Exercise instructions: Copy out the entries below, putting "brown ankle boot" in place of "black knee boot" wherever it occurs and changing nothing else. Omit the pictures.

Data extract:

>> start

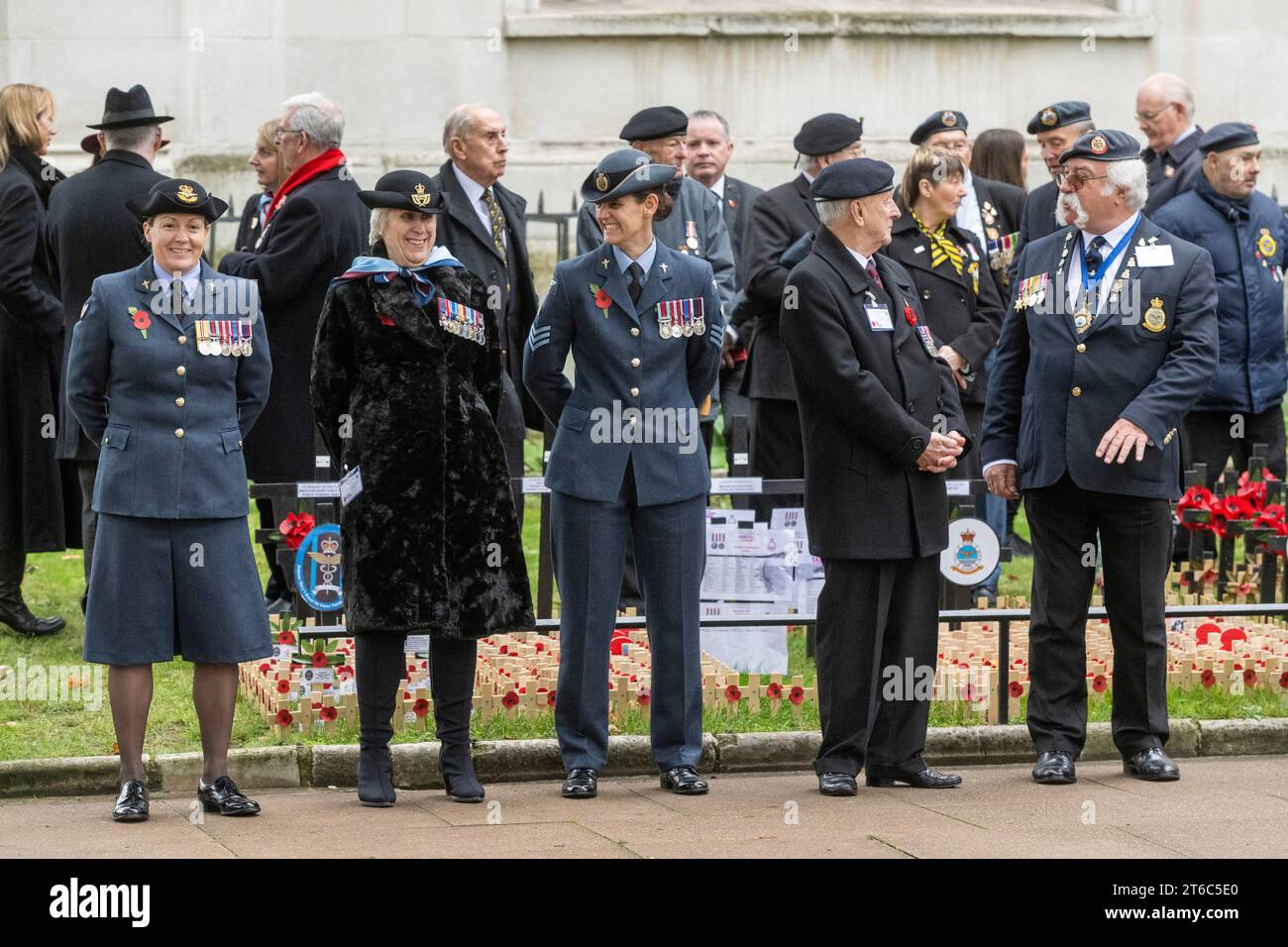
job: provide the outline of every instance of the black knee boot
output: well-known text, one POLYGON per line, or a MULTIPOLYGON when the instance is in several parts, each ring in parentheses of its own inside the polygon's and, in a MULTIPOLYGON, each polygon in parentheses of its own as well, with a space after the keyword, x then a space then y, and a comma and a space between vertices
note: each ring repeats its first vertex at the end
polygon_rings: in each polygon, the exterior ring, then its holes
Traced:
POLYGON ((358 800, 385 808, 394 804, 394 760, 389 738, 394 734, 394 702, 403 673, 403 636, 357 635, 358 664, 358 800))
POLYGON ((483 786, 470 759, 470 710, 474 706, 474 664, 478 643, 429 643, 430 684, 434 691, 434 727, 442 745, 438 765, 447 798, 457 803, 482 803, 483 786))
POLYGON ((66 620, 37 618, 22 600, 26 567, 27 554, 21 549, 0 549, 0 622, 32 638, 58 634, 67 626, 66 620))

>> end

Result:
job: provide the outline of every instance of the brown ankle boot
output: well-known text, one POLYGON per line, or a MULTIPOLYGON when the instance is in several parts, each ring in parentheses of its own inside the polygon's and, in a MULTIPOLYGON, each polygon in parentheses of its own as well, with a space after the keyword, x then a space then y, and a comma and a space between vertices
note: each ring repeats its first vertex at the end
polygon_rings: in each polygon, the exterior ring, then its holes
Traced:
POLYGON ((358 800, 385 808, 394 804, 394 760, 389 738, 394 734, 394 702, 403 673, 403 636, 357 635, 358 664, 358 800))
POLYGON ((483 786, 470 759, 470 710, 474 706, 474 664, 478 643, 429 643, 430 684, 434 691, 434 727, 442 745, 438 765, 447 798, 457 803, 482 803, 483 786))
POLYGON ((66 620, 37 618, 22 600, 26 567, 27 554, 21 549, 0 549, 0 622, 32 638, 58 634, 67 626, 66 620))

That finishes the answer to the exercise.